§ **Instructions to follow**
What is needed is a verbatim copy of all the records.

§ **Data listing**
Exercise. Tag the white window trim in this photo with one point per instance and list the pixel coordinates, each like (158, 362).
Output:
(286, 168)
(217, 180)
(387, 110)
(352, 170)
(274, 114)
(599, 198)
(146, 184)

§ **Task solution**
Exercise. Tag the white window trim in this photo with one point per instance and list the pixel coordinates, each like (158, 362).
Output:
(286, 168)
(217, 180)
(387, 110)
(352, 170)
(274, 114)
(599, 198)
(146, 184)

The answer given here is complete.